Problem ->
Take each line from the entries that holds "field" and copy it out.

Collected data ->
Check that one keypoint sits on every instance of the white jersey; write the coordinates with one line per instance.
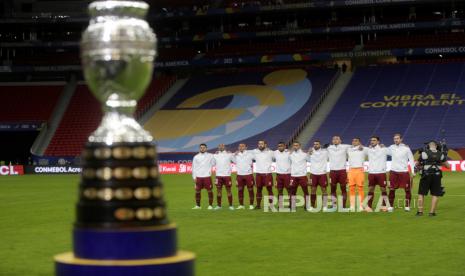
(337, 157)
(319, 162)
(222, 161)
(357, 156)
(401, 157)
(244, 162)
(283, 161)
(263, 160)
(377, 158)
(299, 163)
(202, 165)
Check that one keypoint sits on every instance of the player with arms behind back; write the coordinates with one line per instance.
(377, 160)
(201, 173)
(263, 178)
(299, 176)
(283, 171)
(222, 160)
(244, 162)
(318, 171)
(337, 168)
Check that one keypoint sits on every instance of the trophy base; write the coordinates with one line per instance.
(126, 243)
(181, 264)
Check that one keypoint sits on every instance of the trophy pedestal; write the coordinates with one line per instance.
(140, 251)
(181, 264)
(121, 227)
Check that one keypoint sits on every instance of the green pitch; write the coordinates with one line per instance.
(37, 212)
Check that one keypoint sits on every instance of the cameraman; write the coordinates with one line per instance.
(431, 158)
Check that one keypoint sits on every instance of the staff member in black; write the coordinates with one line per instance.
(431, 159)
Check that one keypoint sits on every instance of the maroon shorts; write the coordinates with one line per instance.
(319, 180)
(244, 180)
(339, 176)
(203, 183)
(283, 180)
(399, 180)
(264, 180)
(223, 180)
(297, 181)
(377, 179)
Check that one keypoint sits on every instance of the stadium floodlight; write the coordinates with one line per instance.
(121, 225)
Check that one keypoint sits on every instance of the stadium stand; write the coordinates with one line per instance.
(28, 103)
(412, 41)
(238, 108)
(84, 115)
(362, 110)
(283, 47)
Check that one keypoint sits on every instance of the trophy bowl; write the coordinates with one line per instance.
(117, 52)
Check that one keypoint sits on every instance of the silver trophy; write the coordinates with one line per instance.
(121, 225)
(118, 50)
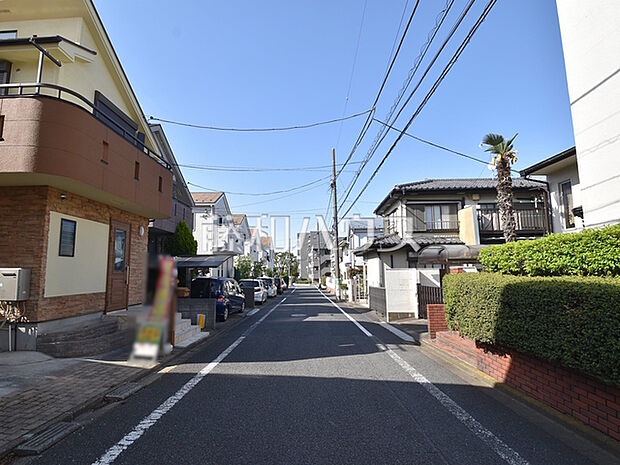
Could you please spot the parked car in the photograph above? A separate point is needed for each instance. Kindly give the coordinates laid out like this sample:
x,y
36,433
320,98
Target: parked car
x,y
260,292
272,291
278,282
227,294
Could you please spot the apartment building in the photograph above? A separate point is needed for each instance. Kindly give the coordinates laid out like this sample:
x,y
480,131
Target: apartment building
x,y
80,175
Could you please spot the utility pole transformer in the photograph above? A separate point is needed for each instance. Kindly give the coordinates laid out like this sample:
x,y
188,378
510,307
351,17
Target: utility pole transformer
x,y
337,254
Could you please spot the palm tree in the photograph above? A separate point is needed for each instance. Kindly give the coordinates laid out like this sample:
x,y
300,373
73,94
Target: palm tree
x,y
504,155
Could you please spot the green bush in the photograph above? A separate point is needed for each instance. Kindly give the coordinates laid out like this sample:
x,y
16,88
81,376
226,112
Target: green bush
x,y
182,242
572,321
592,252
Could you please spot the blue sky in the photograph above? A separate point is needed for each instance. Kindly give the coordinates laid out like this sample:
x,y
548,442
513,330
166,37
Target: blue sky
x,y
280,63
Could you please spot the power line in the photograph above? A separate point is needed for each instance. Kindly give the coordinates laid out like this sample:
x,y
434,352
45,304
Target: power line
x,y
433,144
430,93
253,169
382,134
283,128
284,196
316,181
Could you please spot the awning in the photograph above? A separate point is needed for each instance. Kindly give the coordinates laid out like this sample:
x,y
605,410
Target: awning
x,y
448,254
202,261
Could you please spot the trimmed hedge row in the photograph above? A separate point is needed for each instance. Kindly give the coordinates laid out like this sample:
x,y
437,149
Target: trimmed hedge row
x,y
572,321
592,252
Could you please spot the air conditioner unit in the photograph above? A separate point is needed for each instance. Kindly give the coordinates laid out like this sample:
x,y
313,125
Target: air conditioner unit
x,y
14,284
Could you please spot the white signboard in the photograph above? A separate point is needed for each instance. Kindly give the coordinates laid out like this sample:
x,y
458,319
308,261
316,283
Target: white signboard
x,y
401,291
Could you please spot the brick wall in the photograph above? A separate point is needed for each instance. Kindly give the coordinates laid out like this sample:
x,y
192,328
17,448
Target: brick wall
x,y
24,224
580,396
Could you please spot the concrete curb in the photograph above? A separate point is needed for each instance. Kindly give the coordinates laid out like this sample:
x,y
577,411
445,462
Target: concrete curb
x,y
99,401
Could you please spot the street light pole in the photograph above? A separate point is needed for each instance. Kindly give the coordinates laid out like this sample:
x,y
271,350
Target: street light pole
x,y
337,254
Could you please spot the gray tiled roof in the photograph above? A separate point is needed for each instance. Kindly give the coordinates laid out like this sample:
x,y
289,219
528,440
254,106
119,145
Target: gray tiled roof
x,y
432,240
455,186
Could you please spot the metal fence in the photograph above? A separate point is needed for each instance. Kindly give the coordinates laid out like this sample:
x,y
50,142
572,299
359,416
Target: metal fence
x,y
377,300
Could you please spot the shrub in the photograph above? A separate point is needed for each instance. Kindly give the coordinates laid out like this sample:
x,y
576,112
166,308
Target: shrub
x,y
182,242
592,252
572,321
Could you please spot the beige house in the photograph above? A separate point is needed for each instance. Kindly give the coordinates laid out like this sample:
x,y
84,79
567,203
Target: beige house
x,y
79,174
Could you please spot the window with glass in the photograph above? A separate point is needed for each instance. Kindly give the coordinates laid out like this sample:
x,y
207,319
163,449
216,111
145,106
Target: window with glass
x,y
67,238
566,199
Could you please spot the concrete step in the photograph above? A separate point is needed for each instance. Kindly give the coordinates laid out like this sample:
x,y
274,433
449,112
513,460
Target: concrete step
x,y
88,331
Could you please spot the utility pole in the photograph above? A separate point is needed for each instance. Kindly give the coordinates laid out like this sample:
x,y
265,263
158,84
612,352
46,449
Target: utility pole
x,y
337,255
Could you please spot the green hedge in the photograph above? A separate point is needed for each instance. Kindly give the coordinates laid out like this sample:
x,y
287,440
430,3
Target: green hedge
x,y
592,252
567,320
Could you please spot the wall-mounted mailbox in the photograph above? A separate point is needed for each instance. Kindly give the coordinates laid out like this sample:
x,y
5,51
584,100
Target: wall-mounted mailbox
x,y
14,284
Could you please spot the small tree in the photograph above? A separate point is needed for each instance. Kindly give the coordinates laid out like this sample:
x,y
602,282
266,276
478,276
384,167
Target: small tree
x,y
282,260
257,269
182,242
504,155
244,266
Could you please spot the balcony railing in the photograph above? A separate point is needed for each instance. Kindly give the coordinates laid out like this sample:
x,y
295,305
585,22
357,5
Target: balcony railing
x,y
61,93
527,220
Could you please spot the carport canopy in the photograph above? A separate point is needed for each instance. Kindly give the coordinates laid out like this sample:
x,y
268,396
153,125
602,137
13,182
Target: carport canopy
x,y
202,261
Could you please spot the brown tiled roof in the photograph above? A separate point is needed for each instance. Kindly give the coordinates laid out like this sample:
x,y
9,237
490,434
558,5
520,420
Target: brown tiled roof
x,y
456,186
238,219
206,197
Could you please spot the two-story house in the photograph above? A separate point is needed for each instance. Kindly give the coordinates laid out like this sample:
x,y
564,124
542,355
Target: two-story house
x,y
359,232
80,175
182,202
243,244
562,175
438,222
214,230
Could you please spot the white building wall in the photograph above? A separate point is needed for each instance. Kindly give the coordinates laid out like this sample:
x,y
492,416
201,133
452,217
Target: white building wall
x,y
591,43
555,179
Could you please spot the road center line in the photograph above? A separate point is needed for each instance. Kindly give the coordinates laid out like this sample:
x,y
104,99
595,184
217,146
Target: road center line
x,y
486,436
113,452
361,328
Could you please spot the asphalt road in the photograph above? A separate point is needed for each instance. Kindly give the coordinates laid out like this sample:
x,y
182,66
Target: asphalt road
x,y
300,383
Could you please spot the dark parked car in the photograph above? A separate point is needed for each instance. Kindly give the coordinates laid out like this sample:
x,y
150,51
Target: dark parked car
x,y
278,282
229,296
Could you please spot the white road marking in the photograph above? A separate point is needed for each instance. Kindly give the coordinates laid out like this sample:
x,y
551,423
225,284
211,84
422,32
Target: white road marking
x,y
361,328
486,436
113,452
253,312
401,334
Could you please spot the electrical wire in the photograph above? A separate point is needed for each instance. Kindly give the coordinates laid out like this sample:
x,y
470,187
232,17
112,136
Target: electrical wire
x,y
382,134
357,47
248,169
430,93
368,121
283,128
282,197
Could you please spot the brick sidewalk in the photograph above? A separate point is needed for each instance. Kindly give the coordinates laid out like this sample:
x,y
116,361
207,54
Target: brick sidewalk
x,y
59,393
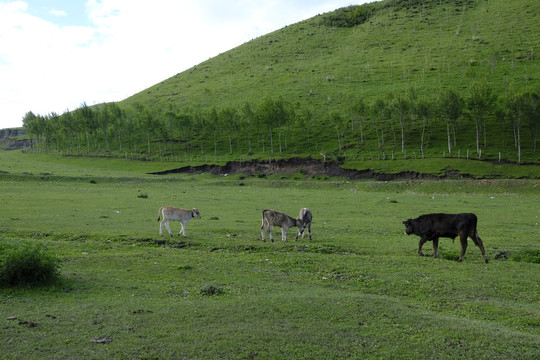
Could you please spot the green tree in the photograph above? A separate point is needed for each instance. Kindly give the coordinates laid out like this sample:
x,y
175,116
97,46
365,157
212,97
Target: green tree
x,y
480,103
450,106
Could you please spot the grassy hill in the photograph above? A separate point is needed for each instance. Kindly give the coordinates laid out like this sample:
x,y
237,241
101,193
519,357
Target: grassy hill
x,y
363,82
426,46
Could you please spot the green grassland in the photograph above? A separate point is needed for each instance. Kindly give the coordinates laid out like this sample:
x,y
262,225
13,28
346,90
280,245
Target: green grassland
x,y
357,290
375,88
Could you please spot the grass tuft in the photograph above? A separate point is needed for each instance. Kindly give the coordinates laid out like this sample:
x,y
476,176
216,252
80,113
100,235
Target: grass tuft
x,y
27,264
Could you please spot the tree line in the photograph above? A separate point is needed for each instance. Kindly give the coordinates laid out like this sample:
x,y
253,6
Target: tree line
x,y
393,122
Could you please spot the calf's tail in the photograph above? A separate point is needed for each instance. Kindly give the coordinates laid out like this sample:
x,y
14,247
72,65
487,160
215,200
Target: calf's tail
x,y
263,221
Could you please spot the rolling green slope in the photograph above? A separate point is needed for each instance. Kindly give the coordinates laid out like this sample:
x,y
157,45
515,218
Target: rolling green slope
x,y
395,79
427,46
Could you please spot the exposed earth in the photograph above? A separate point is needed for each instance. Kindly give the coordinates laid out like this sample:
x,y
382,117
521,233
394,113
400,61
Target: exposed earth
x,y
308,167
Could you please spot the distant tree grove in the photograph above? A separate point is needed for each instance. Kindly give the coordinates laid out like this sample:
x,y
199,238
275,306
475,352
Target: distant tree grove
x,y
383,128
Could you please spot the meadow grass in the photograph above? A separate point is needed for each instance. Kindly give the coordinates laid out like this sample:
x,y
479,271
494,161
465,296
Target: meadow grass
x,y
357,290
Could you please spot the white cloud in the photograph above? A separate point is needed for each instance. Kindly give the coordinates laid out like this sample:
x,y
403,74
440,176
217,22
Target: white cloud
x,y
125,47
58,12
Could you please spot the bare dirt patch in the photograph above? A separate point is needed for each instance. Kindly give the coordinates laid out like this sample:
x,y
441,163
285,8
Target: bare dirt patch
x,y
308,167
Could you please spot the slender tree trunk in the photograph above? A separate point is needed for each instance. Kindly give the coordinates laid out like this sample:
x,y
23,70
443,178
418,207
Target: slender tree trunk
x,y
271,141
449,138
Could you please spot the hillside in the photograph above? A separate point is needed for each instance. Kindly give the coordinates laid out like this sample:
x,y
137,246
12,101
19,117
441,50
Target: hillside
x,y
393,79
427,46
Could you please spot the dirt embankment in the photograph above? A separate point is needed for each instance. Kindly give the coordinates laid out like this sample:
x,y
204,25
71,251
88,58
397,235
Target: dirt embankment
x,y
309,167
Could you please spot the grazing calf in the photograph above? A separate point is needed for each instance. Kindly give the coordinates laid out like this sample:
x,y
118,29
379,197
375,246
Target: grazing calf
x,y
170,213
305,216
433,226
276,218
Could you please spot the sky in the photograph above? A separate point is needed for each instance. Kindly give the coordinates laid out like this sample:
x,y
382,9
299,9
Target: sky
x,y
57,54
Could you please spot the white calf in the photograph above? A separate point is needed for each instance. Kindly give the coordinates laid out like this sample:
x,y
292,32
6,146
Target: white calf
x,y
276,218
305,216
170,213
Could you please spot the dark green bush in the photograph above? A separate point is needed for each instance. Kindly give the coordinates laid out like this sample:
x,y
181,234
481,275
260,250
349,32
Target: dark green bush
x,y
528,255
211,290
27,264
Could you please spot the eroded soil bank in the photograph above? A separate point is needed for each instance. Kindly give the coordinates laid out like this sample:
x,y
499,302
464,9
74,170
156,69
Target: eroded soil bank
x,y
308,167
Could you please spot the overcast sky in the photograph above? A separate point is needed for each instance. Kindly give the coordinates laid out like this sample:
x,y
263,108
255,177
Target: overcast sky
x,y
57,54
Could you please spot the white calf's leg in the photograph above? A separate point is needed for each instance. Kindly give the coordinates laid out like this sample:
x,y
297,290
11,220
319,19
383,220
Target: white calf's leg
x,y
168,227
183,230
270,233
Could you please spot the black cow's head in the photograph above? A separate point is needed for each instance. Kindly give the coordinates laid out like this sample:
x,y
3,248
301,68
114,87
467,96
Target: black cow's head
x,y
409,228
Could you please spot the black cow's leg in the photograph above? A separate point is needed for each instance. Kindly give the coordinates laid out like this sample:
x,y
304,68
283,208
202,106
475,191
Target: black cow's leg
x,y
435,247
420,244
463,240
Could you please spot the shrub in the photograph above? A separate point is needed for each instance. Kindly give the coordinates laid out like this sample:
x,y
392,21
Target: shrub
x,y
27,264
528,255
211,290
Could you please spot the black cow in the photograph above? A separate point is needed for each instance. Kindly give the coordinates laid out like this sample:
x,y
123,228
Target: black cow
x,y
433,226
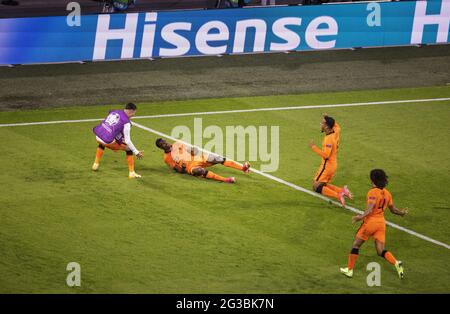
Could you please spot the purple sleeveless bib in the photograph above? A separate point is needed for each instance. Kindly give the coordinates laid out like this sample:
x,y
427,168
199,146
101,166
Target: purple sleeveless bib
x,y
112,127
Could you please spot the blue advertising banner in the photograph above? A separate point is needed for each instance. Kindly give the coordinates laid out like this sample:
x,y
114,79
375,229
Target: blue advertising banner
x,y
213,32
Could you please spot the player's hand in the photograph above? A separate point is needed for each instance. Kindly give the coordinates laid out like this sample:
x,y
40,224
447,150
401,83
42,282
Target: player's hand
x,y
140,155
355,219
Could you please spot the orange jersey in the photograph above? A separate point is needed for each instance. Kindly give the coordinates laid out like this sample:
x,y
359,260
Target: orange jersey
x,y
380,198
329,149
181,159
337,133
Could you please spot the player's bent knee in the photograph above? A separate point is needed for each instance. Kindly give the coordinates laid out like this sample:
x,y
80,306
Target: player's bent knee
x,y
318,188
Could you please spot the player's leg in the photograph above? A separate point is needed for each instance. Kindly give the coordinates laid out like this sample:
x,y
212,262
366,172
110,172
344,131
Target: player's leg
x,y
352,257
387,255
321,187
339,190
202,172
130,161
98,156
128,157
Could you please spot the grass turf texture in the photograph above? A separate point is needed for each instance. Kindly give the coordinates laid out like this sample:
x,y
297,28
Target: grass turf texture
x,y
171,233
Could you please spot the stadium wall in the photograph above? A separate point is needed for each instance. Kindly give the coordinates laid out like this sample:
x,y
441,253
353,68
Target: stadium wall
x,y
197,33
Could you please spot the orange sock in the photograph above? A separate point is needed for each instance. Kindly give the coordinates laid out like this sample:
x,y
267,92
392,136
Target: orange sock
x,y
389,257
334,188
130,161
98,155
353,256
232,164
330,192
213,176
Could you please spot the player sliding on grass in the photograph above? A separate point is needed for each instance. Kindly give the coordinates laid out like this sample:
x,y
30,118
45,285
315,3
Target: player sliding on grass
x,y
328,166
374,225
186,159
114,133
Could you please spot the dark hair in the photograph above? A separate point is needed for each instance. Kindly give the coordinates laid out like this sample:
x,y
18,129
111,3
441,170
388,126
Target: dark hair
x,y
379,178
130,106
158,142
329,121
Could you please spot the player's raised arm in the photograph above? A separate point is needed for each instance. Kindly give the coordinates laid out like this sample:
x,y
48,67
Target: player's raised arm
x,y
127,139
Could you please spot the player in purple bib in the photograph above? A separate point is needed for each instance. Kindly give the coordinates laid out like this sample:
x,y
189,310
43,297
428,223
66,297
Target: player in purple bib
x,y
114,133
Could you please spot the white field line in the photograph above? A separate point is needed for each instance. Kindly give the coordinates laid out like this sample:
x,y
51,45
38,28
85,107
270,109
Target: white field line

Response to the exercise ->
Could you please spot the white field line in the photograph above? A separate point is needed for each instance. Kindly give the coordinates laid out like this sample:
Target: white field line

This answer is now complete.